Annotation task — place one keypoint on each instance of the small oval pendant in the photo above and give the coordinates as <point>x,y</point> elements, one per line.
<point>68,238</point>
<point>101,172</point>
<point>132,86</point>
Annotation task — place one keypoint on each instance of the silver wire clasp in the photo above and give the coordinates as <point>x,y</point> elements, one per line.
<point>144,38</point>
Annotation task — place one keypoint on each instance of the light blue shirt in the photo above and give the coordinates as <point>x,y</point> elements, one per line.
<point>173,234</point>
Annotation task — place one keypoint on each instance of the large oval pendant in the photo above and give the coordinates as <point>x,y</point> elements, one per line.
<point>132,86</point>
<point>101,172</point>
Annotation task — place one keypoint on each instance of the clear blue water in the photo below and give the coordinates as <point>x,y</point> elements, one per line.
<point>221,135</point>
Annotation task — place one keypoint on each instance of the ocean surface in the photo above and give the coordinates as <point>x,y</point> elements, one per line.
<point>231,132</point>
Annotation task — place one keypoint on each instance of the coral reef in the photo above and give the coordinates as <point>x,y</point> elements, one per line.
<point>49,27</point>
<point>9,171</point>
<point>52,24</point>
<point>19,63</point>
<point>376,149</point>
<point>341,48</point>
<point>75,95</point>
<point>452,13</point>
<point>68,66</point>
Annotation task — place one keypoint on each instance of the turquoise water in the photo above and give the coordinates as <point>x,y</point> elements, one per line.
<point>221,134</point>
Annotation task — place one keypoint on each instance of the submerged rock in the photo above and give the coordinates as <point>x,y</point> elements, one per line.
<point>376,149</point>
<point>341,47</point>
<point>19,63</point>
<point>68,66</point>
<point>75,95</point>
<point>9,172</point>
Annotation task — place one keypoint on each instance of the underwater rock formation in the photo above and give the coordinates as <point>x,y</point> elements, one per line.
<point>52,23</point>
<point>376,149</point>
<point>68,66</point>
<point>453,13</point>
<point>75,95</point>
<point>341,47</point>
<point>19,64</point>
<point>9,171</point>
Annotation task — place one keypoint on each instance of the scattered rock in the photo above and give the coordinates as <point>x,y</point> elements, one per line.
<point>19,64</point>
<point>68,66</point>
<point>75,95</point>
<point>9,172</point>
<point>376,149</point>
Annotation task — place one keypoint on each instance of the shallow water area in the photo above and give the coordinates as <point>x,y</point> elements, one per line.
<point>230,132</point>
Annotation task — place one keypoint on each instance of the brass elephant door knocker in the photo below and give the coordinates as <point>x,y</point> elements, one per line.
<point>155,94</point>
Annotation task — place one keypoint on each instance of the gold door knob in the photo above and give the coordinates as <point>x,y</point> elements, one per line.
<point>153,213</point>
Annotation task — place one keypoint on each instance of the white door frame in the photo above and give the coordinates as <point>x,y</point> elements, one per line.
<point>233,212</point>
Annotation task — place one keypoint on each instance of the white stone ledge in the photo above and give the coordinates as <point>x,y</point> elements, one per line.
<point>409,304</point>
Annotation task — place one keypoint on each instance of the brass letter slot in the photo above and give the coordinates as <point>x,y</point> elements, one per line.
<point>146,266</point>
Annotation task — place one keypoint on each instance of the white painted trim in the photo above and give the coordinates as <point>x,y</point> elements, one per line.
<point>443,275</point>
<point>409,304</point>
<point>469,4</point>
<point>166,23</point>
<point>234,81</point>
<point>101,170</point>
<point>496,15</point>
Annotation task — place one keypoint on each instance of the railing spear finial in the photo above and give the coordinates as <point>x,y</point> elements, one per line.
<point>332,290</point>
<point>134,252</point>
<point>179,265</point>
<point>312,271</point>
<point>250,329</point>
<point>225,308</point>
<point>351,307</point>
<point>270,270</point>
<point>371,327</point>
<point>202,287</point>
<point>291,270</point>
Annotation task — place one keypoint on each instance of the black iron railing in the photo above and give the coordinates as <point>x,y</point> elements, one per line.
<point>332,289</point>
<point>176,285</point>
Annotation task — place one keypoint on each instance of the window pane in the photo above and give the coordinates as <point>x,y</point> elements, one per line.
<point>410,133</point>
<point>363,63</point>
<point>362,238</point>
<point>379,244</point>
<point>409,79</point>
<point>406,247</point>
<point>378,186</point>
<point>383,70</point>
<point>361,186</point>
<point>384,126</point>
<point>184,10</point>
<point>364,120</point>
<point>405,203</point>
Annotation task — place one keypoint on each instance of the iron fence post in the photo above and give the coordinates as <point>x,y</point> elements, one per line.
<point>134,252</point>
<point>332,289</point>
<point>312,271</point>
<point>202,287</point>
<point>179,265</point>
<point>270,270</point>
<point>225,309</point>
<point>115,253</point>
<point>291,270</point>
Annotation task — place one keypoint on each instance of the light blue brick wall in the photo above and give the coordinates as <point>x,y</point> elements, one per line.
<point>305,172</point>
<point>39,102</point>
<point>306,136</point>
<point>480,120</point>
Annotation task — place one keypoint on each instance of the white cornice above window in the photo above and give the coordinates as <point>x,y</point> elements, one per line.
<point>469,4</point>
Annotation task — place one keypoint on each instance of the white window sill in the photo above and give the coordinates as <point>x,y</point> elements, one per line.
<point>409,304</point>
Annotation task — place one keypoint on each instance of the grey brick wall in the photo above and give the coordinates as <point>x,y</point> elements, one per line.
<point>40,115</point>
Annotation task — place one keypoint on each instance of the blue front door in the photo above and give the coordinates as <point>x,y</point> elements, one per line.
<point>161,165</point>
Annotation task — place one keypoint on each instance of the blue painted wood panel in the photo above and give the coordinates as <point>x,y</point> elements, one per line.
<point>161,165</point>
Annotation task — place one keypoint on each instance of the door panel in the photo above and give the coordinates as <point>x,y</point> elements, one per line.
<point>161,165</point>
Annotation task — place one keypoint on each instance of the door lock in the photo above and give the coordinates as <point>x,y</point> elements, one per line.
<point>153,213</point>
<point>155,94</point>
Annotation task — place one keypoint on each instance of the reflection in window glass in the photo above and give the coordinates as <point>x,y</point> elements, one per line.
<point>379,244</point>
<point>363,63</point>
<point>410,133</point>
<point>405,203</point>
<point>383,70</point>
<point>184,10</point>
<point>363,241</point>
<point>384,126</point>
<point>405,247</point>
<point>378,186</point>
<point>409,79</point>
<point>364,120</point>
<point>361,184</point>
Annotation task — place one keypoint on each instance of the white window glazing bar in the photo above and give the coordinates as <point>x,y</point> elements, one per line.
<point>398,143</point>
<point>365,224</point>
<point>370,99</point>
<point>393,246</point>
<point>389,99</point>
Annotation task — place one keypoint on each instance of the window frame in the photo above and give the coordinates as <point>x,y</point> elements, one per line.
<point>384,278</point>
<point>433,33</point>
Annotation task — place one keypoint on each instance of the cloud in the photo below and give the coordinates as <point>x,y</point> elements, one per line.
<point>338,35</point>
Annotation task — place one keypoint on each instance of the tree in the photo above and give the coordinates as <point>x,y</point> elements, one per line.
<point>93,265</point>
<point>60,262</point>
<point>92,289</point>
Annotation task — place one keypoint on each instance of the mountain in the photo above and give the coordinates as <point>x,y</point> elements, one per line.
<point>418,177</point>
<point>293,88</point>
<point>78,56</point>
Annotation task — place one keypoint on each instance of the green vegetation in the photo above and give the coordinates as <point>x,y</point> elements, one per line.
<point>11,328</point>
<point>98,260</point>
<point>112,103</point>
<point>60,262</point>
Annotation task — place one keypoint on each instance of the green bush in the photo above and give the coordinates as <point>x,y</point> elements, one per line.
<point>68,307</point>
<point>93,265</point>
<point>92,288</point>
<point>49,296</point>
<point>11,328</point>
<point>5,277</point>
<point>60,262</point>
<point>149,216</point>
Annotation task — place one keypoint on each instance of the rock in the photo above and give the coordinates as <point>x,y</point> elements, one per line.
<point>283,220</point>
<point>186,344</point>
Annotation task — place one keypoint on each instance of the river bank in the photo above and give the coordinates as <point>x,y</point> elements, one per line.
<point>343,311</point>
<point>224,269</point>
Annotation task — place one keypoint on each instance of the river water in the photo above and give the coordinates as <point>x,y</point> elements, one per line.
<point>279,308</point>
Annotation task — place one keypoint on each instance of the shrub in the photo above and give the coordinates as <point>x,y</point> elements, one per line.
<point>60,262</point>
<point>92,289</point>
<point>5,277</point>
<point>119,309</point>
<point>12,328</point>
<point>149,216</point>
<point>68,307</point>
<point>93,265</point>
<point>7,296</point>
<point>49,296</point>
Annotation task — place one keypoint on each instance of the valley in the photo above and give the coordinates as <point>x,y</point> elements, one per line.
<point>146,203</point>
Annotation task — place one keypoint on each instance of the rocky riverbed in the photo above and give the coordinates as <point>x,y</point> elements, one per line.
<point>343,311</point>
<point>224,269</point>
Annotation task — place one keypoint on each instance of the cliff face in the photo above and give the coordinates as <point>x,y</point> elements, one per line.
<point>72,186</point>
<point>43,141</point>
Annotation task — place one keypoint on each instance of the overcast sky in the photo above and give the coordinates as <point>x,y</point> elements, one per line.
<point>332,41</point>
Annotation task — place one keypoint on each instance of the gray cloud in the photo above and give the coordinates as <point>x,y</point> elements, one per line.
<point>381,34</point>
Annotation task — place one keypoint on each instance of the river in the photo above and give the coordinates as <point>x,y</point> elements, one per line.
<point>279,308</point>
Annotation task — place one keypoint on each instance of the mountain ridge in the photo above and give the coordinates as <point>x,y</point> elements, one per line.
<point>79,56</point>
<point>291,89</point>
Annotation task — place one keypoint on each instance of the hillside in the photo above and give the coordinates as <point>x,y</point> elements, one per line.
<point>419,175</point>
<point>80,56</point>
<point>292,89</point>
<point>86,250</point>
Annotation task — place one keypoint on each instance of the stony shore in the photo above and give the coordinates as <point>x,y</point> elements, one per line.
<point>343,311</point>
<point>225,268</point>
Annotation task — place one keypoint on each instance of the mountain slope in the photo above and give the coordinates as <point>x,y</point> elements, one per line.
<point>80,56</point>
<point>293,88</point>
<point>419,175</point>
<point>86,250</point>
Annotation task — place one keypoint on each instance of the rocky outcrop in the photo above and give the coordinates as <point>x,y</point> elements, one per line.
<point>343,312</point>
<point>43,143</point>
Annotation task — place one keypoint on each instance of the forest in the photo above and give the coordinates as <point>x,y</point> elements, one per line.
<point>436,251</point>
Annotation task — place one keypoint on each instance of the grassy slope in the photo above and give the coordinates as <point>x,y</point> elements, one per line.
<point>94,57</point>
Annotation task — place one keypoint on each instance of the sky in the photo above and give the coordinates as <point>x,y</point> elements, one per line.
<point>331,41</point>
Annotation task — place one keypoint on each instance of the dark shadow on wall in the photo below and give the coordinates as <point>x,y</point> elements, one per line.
####
## EXERCISE DESCRIPTION
Copy out, exactly as written, the line that contains "the mountain slope" along with every line that comes after it in the material above, and nothing else.

## YOUR RESPONSE
Annotation task — place one keypoint on each instance of the mountain slope in the photo above and give the coordinates as <point>x,y</point> elements, one per line.
<point>80,56</point>
<point>293,88</point>
<point>419,175</point>
<point>86,250</point>
Annotation task — place one keypoint on each instance of the rocky outcrop in the photo above and give the coordinates as <point>x,y</point> elements, one per line.
<point>343,312</point>
<point>43,143</point>
Annotation task — place one keypoint on each instance of the forest in the photo above and give the coordinates as <point>x,y</point> elements, one per line.
<point>436,251</point>
Annotation task — place one keypoint on each instance of the grassy slope in the photo above and give the coordinates as <point>x,y</point> elements, one per line.
<point>94,57</point>
Annotation task — place one keypoint on each instance of the sky in the photo above and give the coordinates as <point>x,y</point> elements, one per line.
<point>331,41</point>
Annotation task — place one keypoint on each instance of the dark shadow on wall in the photo below and give the coordinates as <point>x,y</point> elements, one per line.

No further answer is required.